Count the lines in the records that contain the word "distant", with case counting, and reply with only that number.

## AVAILABLE DATA
· · · ·

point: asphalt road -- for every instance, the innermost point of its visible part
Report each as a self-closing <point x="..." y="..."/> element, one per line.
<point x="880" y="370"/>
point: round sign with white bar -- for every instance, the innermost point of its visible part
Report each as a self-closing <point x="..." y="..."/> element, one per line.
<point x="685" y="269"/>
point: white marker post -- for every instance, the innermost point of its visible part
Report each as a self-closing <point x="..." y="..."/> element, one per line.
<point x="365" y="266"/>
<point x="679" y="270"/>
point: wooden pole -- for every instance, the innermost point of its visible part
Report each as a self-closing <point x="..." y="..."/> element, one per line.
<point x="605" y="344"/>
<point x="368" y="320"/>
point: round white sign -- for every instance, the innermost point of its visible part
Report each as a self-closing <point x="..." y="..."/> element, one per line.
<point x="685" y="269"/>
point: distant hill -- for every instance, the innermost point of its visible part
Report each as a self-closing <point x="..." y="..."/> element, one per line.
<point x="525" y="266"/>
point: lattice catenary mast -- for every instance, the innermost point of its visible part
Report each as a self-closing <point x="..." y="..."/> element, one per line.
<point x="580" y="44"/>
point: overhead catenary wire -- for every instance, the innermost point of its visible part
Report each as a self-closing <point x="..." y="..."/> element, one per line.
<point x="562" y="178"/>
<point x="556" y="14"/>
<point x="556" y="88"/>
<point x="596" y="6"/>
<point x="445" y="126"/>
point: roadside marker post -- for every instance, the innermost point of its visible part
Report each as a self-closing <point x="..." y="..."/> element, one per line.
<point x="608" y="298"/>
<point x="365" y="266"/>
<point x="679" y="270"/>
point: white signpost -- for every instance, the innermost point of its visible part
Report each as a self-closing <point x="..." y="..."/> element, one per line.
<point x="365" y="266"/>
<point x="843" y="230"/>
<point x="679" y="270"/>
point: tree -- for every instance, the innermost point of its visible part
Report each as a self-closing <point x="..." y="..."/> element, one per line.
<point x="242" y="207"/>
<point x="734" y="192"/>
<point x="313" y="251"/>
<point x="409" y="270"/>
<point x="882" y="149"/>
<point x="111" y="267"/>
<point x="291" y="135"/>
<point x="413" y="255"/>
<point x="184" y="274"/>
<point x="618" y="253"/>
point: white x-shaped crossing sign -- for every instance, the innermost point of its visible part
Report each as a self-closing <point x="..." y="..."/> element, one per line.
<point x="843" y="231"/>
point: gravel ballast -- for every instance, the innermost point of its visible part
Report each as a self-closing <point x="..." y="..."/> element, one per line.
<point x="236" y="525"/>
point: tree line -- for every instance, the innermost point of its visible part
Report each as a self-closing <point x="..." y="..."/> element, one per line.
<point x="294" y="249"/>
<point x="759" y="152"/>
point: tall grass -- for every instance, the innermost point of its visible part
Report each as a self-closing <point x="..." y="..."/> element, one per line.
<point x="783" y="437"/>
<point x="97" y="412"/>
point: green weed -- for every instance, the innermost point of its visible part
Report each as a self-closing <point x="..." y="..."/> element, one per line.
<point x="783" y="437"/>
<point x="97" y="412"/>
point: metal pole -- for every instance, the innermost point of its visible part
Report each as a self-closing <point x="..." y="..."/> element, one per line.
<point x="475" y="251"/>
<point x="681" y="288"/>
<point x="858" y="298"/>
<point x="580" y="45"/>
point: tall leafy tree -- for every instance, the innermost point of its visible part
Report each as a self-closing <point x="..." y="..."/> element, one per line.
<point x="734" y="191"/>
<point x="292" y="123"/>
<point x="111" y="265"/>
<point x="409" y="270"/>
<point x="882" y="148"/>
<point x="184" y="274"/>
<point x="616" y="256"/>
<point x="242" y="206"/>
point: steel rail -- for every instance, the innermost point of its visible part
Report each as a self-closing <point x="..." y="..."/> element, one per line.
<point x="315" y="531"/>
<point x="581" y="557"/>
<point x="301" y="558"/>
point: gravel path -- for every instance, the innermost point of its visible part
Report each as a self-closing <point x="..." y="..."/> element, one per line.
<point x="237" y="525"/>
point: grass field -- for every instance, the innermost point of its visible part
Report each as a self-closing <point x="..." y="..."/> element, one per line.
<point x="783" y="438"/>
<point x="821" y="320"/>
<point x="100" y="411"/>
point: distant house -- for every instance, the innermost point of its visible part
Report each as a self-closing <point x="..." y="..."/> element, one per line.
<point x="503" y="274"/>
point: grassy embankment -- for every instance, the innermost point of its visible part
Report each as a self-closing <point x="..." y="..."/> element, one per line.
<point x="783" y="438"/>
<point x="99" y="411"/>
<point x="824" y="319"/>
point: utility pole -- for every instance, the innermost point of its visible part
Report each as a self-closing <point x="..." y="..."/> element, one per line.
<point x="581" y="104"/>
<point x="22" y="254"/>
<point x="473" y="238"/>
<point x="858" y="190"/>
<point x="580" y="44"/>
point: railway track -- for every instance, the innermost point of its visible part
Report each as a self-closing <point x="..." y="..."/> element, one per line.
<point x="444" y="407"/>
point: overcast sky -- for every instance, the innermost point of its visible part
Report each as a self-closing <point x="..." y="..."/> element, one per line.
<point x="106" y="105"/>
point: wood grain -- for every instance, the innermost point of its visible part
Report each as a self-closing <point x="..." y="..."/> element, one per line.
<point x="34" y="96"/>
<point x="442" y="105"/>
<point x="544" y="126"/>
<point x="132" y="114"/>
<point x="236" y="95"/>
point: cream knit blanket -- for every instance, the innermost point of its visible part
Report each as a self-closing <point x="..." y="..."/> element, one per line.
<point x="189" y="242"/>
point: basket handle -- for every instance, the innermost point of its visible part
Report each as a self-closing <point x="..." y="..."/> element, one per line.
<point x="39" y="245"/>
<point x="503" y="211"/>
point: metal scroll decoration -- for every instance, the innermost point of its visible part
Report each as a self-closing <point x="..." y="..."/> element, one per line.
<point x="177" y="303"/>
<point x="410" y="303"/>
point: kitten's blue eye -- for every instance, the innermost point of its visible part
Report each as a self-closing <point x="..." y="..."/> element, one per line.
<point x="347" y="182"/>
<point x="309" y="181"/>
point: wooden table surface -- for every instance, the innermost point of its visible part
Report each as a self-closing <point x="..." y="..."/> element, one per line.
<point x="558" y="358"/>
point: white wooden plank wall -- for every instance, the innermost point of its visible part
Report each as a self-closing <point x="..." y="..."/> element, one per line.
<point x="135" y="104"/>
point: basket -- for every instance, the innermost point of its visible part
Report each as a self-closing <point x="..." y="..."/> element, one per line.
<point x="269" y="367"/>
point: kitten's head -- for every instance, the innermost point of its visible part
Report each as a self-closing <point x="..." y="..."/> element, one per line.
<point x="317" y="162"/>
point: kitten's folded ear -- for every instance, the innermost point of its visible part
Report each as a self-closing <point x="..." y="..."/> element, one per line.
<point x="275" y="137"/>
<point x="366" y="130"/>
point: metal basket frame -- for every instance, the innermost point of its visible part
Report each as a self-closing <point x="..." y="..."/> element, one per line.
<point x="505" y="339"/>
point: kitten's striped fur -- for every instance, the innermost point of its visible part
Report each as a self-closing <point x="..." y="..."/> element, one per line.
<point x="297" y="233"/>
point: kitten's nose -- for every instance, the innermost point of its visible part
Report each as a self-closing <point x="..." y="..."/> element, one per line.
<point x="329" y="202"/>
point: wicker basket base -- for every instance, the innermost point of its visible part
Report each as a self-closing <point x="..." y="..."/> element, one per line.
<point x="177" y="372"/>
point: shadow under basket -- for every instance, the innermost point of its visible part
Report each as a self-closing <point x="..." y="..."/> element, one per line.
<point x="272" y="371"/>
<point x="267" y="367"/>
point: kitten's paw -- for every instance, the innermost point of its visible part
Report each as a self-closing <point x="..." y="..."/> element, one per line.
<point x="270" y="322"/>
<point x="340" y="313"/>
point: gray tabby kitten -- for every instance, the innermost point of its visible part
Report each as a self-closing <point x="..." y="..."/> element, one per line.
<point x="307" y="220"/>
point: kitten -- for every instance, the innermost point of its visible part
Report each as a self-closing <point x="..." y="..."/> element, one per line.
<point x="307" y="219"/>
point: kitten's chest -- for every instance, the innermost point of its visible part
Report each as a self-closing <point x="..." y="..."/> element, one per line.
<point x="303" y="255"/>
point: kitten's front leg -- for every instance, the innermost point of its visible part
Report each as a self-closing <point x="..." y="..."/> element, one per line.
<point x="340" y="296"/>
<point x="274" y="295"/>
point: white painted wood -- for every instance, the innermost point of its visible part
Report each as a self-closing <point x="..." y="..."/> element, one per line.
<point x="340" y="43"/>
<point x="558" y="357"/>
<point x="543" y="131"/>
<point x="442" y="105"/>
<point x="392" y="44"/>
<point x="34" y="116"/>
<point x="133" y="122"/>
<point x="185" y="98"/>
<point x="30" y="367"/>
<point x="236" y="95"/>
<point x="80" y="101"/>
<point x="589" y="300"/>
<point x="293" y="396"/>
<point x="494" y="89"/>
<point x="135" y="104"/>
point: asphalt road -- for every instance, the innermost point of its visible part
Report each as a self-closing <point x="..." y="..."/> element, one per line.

· · · ·

## TASK SOLUTION
2